Exercise task 1
In the REO first-impressions post below, what resistance was the paracoil?

Text provided
# Reo First Impression



## Silver (14/5/14)

Tonight I had my own little party with my Silver REO

It was my first coiling session on it and my first vape. I thought I would share my experiences and views.

I made two coils

First was a 1.1 ohm basic microcoil
5 Pawns Bowdens Mate 12 mg
Superb flavour, strong throat hit - great vaping action. Super allround.
- and the coil wasnt even that high, probably only a bit higher than the airhole

Second coil was a 0.8 ohm paracoil (thanks to @vaalboy) - I raised the coil a bit more than the first one
HHV Huntsman 15mg
Oh my goodness, I thought I was in heaven. Man that flavour was so amplified. Throat hit was epic. Two or three puffs and its too much, in a lovely way. *The best vape Ive had to date*.

And the fabulous part is that after several puffs i just squonk the bottle. Not difficult at all. And the whole experience is there for you again.... And again.... And again.... Wow, this is the life!

Exercise task 2
Find every line in the entries below that contains the word "bicycle", and copy each of those lines.

Point annotation dataset records

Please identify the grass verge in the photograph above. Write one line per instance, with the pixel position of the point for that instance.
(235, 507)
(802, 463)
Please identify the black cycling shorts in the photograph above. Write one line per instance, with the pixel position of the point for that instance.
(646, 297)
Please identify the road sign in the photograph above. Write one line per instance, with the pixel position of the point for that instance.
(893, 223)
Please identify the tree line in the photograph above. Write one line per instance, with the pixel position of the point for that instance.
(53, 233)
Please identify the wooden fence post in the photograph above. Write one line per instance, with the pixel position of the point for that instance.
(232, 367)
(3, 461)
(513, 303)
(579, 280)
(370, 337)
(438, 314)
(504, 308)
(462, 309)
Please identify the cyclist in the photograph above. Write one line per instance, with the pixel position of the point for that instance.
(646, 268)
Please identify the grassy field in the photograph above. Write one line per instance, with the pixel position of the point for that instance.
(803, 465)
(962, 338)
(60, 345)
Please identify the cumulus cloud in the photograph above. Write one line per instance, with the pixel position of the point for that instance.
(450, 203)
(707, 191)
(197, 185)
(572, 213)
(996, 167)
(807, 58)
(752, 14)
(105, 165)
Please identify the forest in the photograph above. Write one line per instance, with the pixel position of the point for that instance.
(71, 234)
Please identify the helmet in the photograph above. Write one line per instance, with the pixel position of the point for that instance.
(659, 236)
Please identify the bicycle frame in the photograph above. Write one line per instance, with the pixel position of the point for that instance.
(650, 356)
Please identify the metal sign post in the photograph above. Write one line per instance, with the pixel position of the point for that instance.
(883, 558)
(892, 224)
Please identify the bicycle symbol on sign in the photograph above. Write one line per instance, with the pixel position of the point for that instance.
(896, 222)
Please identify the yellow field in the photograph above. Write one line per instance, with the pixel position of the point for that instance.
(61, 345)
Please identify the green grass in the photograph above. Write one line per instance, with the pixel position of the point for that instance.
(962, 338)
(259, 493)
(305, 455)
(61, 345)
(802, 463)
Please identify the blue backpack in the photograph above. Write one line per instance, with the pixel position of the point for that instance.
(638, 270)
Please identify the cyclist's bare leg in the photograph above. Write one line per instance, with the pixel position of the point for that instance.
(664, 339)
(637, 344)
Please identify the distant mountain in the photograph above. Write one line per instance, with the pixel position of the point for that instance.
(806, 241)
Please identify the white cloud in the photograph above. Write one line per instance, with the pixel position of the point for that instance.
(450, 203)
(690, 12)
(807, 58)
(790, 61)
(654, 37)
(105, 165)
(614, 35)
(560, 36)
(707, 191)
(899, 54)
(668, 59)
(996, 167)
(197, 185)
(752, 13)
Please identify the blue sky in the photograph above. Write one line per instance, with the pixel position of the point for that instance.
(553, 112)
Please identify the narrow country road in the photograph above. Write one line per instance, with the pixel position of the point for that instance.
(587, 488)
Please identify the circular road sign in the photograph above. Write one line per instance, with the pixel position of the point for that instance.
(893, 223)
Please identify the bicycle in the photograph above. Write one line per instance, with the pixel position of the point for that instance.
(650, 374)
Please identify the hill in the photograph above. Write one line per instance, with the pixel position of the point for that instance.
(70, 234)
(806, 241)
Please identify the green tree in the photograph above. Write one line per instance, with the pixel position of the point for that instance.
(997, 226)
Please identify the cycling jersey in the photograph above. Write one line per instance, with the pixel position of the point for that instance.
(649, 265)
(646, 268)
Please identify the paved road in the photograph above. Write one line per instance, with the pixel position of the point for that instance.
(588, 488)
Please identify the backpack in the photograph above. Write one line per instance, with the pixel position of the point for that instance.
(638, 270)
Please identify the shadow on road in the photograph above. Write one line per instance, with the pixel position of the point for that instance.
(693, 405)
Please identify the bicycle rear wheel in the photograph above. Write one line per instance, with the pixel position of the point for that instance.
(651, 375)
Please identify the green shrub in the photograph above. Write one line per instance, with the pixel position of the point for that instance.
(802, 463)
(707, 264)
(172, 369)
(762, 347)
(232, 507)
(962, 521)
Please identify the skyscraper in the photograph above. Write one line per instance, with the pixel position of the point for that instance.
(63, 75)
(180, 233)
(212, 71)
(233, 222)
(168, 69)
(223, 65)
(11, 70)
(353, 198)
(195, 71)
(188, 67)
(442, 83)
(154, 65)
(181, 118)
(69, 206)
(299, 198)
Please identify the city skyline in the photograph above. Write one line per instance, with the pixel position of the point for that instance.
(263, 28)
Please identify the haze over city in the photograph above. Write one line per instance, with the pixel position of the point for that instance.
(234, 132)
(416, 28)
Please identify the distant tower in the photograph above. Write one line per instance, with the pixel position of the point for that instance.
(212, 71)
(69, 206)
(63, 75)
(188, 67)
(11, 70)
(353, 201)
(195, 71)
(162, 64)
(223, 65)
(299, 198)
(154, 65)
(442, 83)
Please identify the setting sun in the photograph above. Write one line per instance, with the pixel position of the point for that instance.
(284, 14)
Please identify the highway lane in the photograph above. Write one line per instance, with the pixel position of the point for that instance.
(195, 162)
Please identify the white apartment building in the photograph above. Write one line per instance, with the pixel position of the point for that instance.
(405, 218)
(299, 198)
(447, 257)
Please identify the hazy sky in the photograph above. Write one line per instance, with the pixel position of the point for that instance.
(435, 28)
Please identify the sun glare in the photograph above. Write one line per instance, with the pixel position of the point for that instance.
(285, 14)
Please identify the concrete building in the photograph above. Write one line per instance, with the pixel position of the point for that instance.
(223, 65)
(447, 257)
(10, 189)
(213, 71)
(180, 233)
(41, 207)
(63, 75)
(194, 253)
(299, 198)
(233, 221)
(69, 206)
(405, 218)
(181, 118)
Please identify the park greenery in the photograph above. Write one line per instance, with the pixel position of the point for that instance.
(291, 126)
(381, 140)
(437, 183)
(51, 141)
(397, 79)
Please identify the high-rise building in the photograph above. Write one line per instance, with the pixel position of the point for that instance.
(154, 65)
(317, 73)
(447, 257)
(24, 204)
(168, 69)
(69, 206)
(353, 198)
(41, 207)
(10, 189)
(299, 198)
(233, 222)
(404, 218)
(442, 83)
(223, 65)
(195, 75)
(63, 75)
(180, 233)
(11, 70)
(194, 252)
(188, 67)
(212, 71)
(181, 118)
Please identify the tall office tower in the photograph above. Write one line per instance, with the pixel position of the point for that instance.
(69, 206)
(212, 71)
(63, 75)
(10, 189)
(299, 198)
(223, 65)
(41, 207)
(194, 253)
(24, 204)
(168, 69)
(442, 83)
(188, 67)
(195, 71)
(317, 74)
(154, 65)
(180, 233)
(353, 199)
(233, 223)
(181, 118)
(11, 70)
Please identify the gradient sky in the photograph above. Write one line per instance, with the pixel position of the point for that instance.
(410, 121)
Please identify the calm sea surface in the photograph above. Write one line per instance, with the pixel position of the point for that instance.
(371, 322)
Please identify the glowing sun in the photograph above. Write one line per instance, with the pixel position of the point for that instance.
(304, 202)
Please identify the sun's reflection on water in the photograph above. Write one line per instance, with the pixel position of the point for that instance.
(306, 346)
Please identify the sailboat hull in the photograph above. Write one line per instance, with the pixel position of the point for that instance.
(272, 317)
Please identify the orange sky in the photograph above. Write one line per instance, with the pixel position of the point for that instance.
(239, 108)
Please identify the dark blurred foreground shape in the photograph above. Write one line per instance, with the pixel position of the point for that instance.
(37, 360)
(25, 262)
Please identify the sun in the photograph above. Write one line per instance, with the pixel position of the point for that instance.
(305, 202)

Final result 1
0.8 ohm

Final result 2
Please identify the bicycle frame in the photograph above. Write one line per instance, with the pixel position of the point for that instance.
Please identify the bicycle symbol on sign in the photograph above. Write one line per instance, with the pixel position of the point for that instance.
Please identify the bicycle in the photograph above. Write one line per instance, with the pixel position of the point for that instance.
Please identify the bicycle rear wheel in the photograph above. Write one line per instance, with the pixel position of the point for that instance.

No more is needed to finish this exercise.